### Passage:
4.2. The Trend of Development of CAT1 Airports

PEK, CAN, PVG, and SHA as major hub airports in China, their development has their own characteristics. Figure 17 shows the passenger enplanements and annual growth rate, annual flight movements and passengers/movement of the CAT1 airports in the past 6 years.

PEK is the busiest airport in China. The passenger enplanement exceeded 90 million by 2017. It is the world’s second largest airport for passenger enplanement, next to Hartsfield–Jackson Atlanta International Airport. However, the passenger growth rate and flight movements have maintained a low level of growth for the last 6 years. This reveals that the PEK is in a state of saturation. The airport slot resource is very limited. To meet the needs of sustained demand growth, an increase in the average number of passengers per movement has been used by airlines at PEK. This indicator has grown rapidly since 2014. Similar situations are also observed in SHA. How to improve the utilization efficiency of slot capacity becomes the main challenge of their development.

### Supplied records:
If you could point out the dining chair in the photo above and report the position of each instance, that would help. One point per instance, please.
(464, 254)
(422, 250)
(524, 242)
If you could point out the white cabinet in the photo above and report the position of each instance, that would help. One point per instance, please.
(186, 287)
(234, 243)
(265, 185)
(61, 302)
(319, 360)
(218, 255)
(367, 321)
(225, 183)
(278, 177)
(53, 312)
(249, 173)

---

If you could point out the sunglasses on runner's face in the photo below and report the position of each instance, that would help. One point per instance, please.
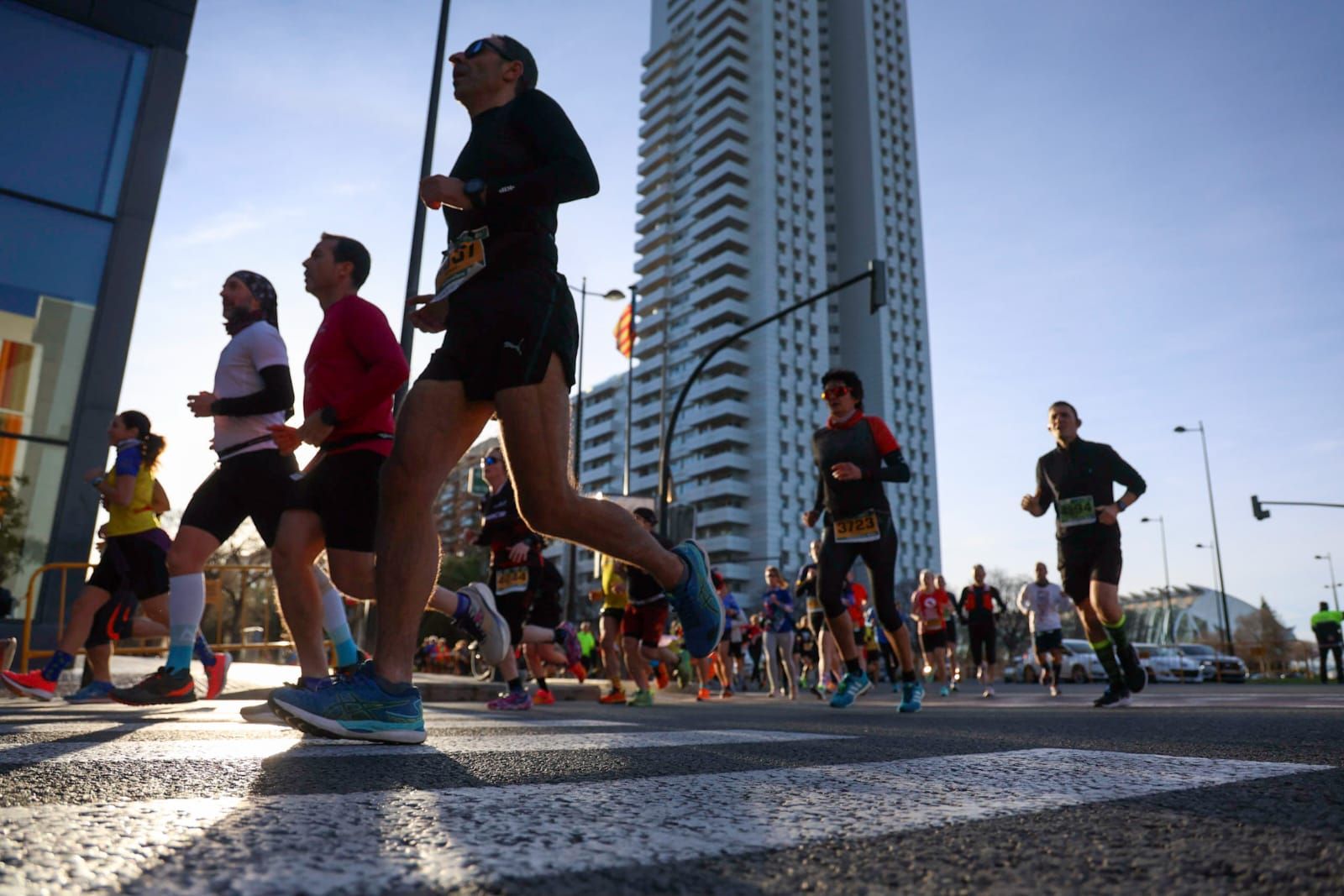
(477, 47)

---

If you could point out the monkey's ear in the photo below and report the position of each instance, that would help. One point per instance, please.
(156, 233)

### Problem set:
[1] List every airport the passage on CAT1 airports names.
[2] Pick up the passage on CAT1 airports after its last sentence and keep writing it.
The lines have no connection to the passage on CAT1 airports.

### Answers in order:
[1] PEK, CAN, PVG, SHA, Hartsfield–Jackson Atlanta International Airport

[2]
Different from PEK and SHA, PVG and CAN show strong growth potential. Before 2014, CAN was ahead of PVG in terms of passenger enplanement, flight movements and passengers per movement. However, PVG has greatly increased the flight movements and passengers per movement at the same time since 2014, then completed the anti-overtaking against CAN in 2015. On the other side, CAN seems to prefer to achieve passenger enplanement growth by increasing the flight movements. Thus, it can be seen that the characteristics and limited conditions of the airport will make a difference in flight scheduling.

4.3. Pattern Analysis and Comparison

4.3.1. Departure Traffic

The CAT2 cities have a high conformity degree with the supply level shown in Figure 2. The scores between airports and railway stations in the same city are relatively close, except in Guangzhou (CAN and GZ). Furthermore, its peak span is from 7:30 to 20:30 with API of 1.7857 and PPR of 57.69%. The supply level of this pattern shows a high supply intensity. It also reveals that the arrangement of scheduled services of this pattern is very similar in Beijing and Shanghai. This state reflects strong competition within the scheduled services.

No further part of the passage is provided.